+++ Data for this exercise +++

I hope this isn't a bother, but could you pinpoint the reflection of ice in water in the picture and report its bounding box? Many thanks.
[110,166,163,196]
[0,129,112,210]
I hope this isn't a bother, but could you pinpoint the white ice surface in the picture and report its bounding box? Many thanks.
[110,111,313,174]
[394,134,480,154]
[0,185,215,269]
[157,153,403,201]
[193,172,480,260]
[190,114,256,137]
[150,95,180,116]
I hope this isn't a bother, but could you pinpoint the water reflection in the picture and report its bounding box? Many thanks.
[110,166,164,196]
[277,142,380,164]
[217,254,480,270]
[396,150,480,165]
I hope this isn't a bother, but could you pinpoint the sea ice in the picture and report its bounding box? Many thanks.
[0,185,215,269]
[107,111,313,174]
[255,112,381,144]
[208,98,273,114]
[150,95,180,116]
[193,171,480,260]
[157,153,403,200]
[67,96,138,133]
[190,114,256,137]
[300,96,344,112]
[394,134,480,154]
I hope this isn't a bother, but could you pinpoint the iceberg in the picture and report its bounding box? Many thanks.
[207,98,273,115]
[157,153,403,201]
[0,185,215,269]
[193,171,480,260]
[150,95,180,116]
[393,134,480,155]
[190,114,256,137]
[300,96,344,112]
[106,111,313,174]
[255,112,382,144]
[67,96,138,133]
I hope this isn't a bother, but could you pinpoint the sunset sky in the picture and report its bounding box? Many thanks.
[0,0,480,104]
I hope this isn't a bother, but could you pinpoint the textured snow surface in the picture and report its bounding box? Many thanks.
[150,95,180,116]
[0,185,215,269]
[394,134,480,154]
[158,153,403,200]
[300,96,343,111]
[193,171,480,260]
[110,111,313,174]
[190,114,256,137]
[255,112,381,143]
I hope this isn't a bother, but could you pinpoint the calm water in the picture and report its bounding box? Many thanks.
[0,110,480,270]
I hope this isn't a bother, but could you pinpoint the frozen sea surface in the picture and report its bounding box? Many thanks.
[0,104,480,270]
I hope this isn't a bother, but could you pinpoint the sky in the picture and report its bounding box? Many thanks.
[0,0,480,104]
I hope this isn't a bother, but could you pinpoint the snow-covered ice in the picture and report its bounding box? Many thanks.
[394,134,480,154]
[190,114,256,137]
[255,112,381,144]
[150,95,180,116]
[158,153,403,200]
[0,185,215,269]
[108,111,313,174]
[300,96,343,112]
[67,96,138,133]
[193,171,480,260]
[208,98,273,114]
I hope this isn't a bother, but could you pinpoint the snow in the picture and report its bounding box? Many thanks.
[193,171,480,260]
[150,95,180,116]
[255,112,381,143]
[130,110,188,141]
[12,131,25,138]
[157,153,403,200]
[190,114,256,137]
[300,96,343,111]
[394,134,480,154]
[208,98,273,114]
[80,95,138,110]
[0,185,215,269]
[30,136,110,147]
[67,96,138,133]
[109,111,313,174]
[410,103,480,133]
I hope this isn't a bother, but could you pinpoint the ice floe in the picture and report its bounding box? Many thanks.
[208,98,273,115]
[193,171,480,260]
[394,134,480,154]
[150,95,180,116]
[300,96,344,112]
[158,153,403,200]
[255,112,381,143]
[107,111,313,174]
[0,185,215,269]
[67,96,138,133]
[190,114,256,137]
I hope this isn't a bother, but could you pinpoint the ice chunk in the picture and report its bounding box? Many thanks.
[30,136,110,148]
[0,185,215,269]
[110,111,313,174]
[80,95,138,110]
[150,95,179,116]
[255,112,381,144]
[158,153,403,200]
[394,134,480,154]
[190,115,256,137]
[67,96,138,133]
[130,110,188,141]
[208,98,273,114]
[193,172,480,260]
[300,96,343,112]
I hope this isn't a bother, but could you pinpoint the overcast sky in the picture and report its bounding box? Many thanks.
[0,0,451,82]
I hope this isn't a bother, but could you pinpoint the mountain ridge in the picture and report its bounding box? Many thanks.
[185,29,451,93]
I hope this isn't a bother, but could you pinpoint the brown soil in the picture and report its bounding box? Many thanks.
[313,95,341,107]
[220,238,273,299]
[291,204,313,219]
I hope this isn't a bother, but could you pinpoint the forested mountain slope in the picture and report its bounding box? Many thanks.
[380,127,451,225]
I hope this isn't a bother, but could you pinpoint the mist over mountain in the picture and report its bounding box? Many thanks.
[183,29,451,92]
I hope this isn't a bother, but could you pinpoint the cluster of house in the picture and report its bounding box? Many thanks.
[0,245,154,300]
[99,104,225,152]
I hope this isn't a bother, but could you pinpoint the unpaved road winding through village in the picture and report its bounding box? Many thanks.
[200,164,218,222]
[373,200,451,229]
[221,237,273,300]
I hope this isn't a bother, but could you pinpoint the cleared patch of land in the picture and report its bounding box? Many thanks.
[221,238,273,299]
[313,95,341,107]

+++

Take the line holding "pinpoint the overcast" and all lines after it through the end of the data, and set them down exactly.

I hope this isn't a bother, but could you pinpoint the overcast sky in the picture and report its bounding box? Many thanks.
[0,0,451,82]
I hope this isn't a bother, but could you pinpoint the mountain ridge in the picture and report its bounding box? Many thanks.
[185,29,451,93]
I hope this isn't a bother, but could you pinpoint the brown soil in the picture and report its bounding box? Many thanks.
[313,95,341,107]
[220,238,273,299]
[291,204,313,219]
I hope this isn't a bother, but could you pinpoint the forested mountain slope in the picture and report its bounding box? Many thanks.
[380,127,451,225]
I hope this isn't a bother, but could you pinpoint the mist over mountain in the picture and report its bounding box? Many thanks.
[183,29,451,92]
I hope this isn't a bother, but could you pinpoint the cluster of house in the picture and report its bounding box? Many thanks.
[0,245,154,300]
[99,104,225,152]
I hope this isn't a bother, but could you pinpoint the unpaved road winding through village in the picture and report its bounding box? Many thanks.
[200,164,218,222]
[373,200,451,229]
[221,237,273,300]
I hope this isn't a bother, but could you pinpoint the cleared patch of land in the picture and report its bounding box? Many thanks.
[221,238,273,299]
[313,95,341,107]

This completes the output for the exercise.